Items from a dataset
______________________________

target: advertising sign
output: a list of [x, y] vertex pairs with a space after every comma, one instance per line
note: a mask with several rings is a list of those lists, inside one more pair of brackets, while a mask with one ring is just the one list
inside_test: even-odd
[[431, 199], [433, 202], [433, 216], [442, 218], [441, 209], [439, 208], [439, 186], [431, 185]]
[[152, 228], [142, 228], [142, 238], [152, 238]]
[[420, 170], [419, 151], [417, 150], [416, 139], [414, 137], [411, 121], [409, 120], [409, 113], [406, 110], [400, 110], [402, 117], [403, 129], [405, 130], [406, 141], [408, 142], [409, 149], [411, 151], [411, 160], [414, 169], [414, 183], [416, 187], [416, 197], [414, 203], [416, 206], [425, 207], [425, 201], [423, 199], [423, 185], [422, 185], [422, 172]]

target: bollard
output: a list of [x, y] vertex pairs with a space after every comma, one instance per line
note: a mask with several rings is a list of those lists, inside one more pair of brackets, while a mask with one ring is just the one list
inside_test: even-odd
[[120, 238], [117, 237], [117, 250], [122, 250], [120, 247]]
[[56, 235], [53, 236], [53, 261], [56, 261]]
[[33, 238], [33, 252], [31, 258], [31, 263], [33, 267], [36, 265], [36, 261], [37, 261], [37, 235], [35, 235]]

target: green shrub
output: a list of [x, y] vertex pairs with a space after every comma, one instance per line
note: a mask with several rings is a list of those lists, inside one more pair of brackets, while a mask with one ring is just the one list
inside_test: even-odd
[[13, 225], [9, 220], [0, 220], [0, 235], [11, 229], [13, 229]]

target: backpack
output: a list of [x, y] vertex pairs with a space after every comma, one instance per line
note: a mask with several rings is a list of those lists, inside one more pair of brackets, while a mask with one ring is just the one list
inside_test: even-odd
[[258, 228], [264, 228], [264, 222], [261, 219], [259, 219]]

______________________________

What's needed is every entry, returned word for word.

Exercise answer:
target: advertising sign
output: a list of [x, y] vertex pairs with a space after every comma, one instance per line
note: a mask with several rings is a list of those lists, inside one more pair of brackets, while a mask with one ring is just the one list
inside_test: even-odd
[[431, 199], [433, 202], [433, 216], [442, 218], [441, 209], [439, 208], [439, 186], [431, 185]]
[[152, 228], [142, 228], [142, 238], [152, 238]]
[[420, 170], [419, 151], [417, 150], [416, 139], [414, 137], [411, 121], [409, 120], [409, 113], [406, 110], [400, 110], [402, 117], [403, 129], [405, 130], [406, 141], [408, 142], [409, 149], [411, 151], [411, 160], [414, 169], [414, 183], [416, 187], [416, 197], [414, 203], [416, 206], [425, 207], [425, 201], [423, 199], [423, 185], [422, 185], [422, 172]]

target: bollard
output: a list of [x, y] vertex pairs with a space after every comma, one instance per line
note: a mask with several rings is a list of those lists, inside one more pair of brackets, while a mask with one ring is just the one list
inside_test: even-odd
[[120, 238], [117, 237], [117, 250], [122, 250], [120, 247]]
[[56, 235], [53, 236], [53, 261], [56, 261]]
[[33, 238], [33, 252], [31, 258], [31, 263], [33, 267], [36, 265], [36, 261], [37, 261], [37, 235], [35, 235]]

target: green shrub
output: a list of [x, y] vertex pairs with a space after every comma, one instance per line
note: a mask with several rings is a list of those lists, inside one more pair of brackets, while a mask with one ring is just the one list
inside_test: even-odd
[[13, 225], [9, 220], [0, 220], [0, 235], [11, 229], [13, 229]]

target: backpack
output: a list of [x, y] vertex pairs with a space after every comma, one instance per line
note: a mask with several rings is a list of those lists, inside one more pair of brackets, while a mask with one ring is just the one list
inside_test: even-odd
[[258, 228], [264, 228], [264, 222], [261, 219], [259, 219]]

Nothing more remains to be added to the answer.